- Problem to work on:
How many lines in the rows below contain the string "patch"? Give only the number.

- Material for this task:
------------------------------------------------

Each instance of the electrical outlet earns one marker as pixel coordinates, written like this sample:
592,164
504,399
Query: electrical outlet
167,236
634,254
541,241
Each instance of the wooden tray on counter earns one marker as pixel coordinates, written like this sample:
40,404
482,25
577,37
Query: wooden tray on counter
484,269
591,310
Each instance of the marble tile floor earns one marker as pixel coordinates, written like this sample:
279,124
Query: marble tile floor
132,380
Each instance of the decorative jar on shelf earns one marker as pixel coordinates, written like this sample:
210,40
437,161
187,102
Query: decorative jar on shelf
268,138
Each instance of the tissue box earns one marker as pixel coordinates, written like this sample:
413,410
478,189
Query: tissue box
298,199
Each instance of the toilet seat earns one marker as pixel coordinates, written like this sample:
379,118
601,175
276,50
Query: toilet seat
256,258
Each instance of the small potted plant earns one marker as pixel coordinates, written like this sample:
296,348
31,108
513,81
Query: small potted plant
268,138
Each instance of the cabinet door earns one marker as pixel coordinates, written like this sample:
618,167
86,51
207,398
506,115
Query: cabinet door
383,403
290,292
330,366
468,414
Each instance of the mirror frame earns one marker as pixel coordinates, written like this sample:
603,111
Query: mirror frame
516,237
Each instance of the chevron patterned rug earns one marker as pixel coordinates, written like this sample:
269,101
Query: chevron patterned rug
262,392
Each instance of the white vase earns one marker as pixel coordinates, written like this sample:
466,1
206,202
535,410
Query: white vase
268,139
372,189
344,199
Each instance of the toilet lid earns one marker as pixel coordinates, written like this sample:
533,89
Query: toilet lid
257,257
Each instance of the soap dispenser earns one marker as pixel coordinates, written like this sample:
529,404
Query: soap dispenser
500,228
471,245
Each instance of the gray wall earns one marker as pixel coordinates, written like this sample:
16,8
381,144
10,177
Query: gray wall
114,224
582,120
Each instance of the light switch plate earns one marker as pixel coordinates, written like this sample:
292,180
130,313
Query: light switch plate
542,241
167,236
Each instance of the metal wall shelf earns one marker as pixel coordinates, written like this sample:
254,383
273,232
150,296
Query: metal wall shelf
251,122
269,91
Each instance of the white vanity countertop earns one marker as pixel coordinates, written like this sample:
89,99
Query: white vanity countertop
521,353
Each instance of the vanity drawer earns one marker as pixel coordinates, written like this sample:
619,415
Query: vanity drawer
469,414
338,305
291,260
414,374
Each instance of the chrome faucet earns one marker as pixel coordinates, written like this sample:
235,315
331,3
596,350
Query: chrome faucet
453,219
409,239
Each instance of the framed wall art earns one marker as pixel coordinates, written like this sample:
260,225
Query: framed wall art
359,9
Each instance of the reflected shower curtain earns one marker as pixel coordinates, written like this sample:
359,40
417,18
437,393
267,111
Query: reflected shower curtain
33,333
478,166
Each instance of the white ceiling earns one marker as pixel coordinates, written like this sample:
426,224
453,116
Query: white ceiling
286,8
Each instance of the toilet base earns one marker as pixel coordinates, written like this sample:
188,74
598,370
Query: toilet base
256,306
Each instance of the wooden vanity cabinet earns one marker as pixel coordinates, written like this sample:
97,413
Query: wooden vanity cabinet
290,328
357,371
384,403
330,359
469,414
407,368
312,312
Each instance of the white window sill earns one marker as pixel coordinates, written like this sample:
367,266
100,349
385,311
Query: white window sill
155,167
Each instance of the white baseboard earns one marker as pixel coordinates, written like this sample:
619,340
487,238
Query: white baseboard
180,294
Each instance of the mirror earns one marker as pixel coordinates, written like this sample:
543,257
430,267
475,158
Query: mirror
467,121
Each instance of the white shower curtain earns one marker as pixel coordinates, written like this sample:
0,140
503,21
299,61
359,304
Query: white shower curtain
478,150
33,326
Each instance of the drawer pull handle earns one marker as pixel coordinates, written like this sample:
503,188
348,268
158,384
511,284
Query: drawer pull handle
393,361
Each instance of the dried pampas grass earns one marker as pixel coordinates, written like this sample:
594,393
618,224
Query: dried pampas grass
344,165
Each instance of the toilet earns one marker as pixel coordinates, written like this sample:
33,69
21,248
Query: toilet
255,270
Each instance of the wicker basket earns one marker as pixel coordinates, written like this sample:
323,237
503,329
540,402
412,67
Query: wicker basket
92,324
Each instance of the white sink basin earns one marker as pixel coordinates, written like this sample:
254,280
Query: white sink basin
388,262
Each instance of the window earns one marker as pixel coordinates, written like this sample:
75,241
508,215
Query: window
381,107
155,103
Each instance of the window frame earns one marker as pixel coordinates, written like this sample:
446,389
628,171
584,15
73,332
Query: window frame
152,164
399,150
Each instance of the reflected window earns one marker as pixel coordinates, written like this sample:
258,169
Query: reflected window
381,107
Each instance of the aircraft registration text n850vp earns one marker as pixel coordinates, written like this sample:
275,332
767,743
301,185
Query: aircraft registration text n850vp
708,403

------------------------------------------------

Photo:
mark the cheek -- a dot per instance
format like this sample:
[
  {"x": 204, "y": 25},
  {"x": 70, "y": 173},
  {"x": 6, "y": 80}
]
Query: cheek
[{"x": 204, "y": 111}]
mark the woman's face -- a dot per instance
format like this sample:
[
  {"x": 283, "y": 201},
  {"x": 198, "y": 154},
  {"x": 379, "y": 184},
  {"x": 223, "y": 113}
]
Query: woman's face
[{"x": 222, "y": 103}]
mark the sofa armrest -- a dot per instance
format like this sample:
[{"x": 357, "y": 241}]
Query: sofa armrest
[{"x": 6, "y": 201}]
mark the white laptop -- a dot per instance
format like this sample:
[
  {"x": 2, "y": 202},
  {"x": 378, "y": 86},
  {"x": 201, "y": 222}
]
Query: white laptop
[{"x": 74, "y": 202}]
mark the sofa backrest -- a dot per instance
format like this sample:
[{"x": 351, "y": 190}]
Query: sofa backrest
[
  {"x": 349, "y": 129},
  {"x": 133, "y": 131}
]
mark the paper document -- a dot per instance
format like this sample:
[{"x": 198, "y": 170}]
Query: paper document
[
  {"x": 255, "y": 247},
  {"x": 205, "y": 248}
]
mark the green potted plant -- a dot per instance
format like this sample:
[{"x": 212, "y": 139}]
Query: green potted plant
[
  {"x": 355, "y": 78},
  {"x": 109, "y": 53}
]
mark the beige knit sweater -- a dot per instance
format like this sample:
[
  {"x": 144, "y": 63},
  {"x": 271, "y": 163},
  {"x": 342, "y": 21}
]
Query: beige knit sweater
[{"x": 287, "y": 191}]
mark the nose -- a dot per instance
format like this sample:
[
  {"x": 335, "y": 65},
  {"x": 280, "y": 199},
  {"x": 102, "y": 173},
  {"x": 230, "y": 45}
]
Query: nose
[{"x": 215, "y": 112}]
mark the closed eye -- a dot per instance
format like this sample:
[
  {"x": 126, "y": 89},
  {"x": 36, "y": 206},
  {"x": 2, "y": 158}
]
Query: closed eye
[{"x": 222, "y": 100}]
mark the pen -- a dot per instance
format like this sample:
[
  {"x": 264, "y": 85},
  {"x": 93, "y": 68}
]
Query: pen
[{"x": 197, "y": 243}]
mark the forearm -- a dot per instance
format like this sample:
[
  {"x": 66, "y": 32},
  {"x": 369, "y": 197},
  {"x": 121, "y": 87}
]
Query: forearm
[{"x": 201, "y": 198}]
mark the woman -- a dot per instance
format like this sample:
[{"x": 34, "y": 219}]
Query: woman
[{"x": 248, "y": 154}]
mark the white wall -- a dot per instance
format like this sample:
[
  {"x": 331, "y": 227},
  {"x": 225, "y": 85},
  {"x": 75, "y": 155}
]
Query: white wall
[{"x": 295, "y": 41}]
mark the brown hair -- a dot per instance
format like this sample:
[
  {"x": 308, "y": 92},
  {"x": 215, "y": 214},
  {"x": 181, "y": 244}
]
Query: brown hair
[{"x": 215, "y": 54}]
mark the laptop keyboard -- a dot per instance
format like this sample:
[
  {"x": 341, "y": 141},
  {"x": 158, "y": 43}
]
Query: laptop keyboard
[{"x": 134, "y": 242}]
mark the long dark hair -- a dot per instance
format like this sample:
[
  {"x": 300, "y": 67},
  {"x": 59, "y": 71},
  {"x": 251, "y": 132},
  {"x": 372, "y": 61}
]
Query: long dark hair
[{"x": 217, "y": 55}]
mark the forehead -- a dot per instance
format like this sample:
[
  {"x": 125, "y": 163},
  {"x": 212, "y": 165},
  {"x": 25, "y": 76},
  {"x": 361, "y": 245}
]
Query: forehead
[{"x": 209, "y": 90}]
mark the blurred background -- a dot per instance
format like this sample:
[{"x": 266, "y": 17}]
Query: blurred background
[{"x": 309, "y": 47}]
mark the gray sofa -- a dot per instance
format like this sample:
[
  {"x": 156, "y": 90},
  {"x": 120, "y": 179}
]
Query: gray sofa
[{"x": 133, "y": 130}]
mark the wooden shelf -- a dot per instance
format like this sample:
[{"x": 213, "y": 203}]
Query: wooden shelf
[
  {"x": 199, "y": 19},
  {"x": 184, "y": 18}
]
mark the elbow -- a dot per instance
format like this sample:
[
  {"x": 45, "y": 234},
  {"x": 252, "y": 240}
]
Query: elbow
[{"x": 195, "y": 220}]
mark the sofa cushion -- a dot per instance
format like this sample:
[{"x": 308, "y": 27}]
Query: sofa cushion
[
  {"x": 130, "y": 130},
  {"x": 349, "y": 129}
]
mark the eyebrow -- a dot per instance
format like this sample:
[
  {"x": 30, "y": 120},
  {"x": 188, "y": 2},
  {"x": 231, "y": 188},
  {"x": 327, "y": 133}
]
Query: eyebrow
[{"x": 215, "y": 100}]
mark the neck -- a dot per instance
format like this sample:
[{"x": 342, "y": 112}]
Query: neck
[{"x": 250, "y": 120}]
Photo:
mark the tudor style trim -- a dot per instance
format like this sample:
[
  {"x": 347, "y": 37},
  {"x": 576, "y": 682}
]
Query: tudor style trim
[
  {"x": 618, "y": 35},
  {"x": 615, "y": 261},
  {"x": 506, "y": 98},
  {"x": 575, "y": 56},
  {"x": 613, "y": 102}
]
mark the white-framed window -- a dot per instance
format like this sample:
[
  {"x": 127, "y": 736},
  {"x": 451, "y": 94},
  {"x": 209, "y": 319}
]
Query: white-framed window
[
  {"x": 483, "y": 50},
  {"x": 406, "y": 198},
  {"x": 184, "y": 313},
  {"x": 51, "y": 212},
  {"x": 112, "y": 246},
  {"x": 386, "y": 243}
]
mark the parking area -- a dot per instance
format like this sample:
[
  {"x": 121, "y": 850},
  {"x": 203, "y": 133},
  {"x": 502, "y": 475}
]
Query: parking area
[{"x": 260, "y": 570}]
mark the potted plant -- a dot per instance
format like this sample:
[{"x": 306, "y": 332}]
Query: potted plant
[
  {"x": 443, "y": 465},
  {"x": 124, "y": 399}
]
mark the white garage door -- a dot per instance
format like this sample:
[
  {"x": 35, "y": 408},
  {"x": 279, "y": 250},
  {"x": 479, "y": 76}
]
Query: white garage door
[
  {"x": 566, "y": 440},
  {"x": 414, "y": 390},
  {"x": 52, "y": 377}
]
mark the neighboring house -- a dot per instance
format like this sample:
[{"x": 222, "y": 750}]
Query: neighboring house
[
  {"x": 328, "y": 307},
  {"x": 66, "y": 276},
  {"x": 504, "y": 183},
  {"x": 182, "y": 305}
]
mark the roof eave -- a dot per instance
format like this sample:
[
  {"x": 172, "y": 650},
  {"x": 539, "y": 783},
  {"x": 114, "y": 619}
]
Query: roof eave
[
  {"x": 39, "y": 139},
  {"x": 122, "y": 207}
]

------------------------------------------------

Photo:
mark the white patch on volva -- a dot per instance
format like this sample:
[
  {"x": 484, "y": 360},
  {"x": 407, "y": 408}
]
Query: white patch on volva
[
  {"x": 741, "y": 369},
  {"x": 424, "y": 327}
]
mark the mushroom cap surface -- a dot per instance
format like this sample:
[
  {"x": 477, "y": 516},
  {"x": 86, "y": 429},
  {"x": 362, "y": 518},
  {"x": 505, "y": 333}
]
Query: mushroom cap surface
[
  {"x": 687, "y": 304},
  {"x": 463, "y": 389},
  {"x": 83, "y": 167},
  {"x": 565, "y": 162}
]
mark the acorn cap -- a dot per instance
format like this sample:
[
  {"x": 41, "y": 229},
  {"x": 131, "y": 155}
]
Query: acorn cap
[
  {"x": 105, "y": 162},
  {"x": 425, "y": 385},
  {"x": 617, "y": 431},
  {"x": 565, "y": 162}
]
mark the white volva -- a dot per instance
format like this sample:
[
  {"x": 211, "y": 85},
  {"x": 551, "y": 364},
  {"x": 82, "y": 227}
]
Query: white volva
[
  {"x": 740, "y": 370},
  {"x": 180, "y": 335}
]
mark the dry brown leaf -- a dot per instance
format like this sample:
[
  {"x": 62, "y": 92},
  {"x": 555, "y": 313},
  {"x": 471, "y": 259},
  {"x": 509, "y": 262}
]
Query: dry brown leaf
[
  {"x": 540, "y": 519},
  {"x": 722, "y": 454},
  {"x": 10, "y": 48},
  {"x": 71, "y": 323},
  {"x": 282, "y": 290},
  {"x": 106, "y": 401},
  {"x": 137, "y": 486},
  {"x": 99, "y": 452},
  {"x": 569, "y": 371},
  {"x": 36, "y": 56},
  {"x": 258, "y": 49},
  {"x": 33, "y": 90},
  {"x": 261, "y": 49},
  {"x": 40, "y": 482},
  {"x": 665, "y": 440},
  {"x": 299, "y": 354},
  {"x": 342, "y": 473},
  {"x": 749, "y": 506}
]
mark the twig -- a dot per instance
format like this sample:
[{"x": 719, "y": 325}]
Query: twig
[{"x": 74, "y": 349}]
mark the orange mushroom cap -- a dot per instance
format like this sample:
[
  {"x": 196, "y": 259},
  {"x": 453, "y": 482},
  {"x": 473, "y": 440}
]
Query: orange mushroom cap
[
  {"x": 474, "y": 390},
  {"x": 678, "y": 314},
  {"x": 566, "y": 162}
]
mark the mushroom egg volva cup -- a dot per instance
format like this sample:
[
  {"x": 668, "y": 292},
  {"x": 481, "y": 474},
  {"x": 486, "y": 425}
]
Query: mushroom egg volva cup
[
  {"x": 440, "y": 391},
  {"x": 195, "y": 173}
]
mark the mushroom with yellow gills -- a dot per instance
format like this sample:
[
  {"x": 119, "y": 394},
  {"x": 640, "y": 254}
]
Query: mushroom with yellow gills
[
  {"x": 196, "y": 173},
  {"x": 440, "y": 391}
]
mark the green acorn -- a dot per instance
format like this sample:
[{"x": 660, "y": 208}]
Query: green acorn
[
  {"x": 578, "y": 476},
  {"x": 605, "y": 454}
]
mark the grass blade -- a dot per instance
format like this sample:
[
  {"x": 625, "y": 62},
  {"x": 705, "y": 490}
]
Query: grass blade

------------------------------------------------

- Task answer:
2